Show each line of the records below that contains the string "logo", copying the whole line. Letter case counts.

Source data:
- - - -

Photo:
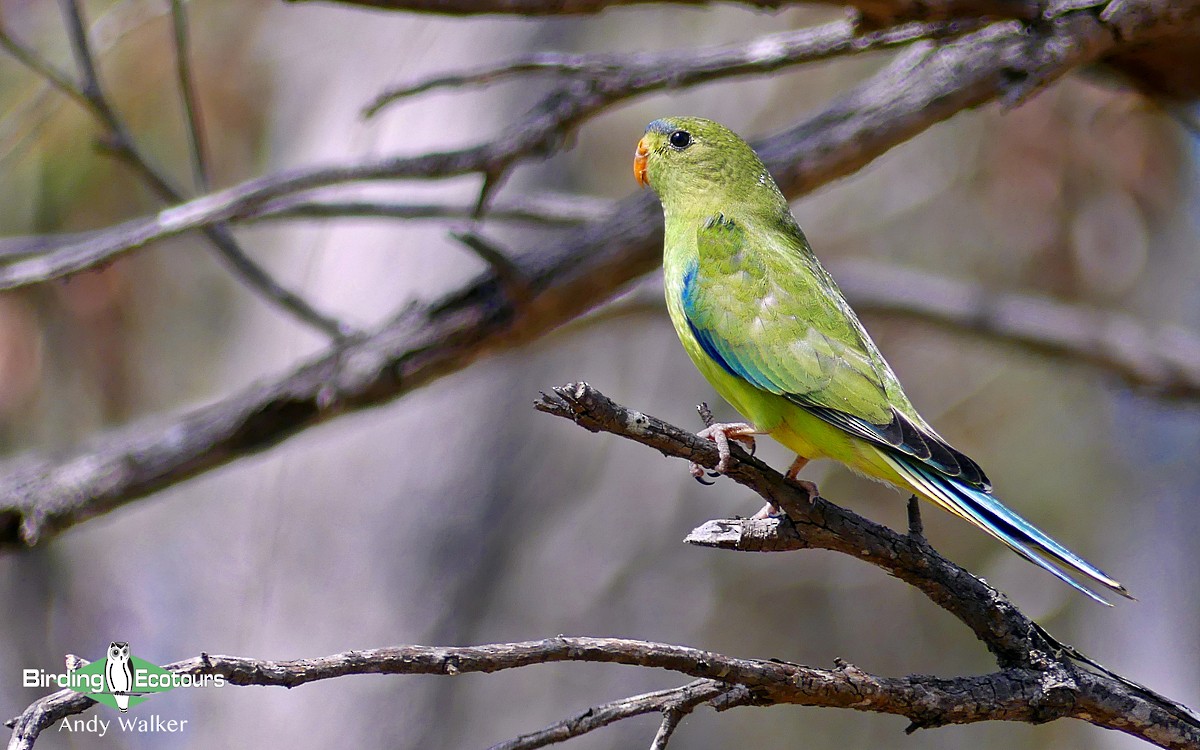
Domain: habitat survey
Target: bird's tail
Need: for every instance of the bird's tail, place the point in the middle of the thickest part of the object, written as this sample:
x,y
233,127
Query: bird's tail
x,y
990,515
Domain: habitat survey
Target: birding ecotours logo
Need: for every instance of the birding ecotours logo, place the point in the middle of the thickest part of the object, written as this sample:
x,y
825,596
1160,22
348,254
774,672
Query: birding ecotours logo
x,y
120,679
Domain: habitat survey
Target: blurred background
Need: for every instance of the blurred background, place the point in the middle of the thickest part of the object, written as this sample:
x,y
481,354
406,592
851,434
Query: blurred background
x,y
460,515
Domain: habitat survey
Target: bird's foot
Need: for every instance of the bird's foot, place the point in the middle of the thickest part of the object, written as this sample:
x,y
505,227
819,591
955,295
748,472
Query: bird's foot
x,y
793,477
721,433
916,527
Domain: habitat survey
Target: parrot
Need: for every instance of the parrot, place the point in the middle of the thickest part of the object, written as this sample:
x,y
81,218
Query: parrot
x,y
769,329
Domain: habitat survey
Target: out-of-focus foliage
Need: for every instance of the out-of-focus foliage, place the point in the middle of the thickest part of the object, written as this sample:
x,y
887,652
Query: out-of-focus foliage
x,y
460,515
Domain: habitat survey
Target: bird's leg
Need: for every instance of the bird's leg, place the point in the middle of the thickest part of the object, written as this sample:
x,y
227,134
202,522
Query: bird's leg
x,y
721,433
916,528
793,471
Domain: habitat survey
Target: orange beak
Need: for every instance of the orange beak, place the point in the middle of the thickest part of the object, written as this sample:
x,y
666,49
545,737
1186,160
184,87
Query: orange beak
x,y
640,163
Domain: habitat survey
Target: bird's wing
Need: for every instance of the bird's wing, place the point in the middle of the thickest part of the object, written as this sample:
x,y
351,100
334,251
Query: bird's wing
x,y
765,310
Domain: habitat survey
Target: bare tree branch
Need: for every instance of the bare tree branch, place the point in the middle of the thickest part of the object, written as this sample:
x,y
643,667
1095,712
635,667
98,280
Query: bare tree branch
x,y
532,7
633,75
91,96
1049,690
681,700
813,522
905,10
568,276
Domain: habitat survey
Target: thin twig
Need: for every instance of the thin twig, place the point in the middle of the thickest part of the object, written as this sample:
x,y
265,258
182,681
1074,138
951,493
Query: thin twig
x,y
701,691
186,82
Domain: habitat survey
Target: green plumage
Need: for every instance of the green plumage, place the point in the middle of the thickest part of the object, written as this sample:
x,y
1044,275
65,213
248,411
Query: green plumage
x,y
769,329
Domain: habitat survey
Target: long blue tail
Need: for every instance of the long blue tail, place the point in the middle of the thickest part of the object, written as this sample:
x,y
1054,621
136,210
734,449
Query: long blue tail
x,y
1019,534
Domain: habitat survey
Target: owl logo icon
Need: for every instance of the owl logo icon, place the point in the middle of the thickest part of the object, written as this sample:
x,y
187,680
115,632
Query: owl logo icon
x,y
118,673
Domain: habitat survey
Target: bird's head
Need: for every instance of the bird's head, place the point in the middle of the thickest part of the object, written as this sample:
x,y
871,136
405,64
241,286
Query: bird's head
x,y
694,162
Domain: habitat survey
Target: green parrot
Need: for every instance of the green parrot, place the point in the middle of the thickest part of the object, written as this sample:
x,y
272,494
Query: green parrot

- - - -

§ **Correct response**:
Target: birding ecotours logo
Need: for every instance of the birding ecotours logo, place the point in the middle of the thickest part of the object, written as this sample:
Query: birding ecotours logo
Target: owl logo icon
Need: for every instance of the owl logo icon, place the point in the middle of the thickest part of the object, written as this sample:
Query: owl logo icon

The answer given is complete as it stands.